:: Source ::
++++++

Turkey Trot Tips for Beginner and Experienced Runners

Turkey Trot Tips for Beginner and Experienced Runners

Turkey Trots offer an exciting running experience for the entire spectrum of runners. For some beginners, a Turkey Trot is their first race experience. For some, it’s a time-honored family tradition. Other runners embrace the Turkey Trot as the final race of the season. No matter your experience level or goals, you can run a strong and enjoyable race with these Turkey Trot tips for beginer and experienced runners.

Turkey Trot Tips for Beginner and Experienced Runners

For Beginners:

Start at a Comfortable Effort

Even if you’ve covered the distance before in training, you can still set yourself up for an unpleasant racing experience if you start at a sprint. Running too fast for the first portion of a 5K or 10K may feel easy for the first few minutes, but your lungs and legs will soon burn and you will inevitably slow down. A highly uncomfortable race is not what you want for one of your first racing experiences!

++++++

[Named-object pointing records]

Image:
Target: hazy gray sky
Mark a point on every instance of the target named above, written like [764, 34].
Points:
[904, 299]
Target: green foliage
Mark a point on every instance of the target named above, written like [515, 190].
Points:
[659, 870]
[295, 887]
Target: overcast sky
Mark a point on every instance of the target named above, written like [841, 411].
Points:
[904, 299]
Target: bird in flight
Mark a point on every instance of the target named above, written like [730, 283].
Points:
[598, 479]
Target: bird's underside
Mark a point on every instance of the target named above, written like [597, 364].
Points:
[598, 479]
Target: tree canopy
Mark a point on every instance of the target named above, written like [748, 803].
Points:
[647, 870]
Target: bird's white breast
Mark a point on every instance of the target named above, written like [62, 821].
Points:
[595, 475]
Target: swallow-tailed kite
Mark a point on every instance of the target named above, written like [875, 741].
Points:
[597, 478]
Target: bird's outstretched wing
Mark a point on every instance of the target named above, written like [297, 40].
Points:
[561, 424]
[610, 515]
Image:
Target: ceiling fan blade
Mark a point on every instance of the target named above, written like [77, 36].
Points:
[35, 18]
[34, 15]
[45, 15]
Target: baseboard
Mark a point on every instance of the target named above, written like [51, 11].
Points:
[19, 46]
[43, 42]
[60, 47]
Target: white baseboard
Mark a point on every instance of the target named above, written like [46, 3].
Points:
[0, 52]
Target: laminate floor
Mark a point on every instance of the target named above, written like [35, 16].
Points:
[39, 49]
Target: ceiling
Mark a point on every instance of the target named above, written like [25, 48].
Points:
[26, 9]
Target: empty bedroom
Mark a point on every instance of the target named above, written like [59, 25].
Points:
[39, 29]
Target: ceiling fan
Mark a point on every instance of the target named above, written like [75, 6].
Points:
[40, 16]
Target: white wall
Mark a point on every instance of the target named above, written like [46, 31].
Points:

++++++

:: To be done ::
• A. Count the lines in the records that contain the string "ceiling", and give only that number.
• B. Continue the Turkey Trot running tips from where the text stops.

:: Expected answers ::
• A. 3

• B.
Don’t let the adrenaline of racing or the excitement of the crowd cause you to start your race too fast. Instead, begin at a comfortable pace, similar to the pace you have done for most of your runs. You might even feel like you are consciously holding back. If you feel good over the last mile, gradually increase your speed. 

Dress Warm Enough But Don’t Bundle Up

In most parts of the country, Thanksgiving day will be cold, windy, and possibly snowy. Make sure you dress appropriately for the cold weather: wear a long sleeve or jacket, running tights or capris, gloves, a hat, and warm socks. However, since your body temperature will rise as you exert yourself, don’t dress too warm! There’s no need to show up at the starting line in a winter parka. A good rule of thumb is to dress as if the weather is 15 degrees warmer than it actually is. (Here are more useful tips for racing in the cold.)

Don’t Line Up in the Front

With the excitement of your first race, you may be tempted to line up right at the front. However, everyone will have a better race experience if they seed themselves appropriately. One of the biggest complaints from community races is that faster runners have to dodge walkers, while slower runners feel overwhelmed by faster runners dodging around them. It’s not a pleasant experience for either side.

No matter your pace, practice good etiquette at the start line. Line up based on your abilities and be cognizant of others around you. If you are running with a dog or a stroller, seed yourself at the back of the start line.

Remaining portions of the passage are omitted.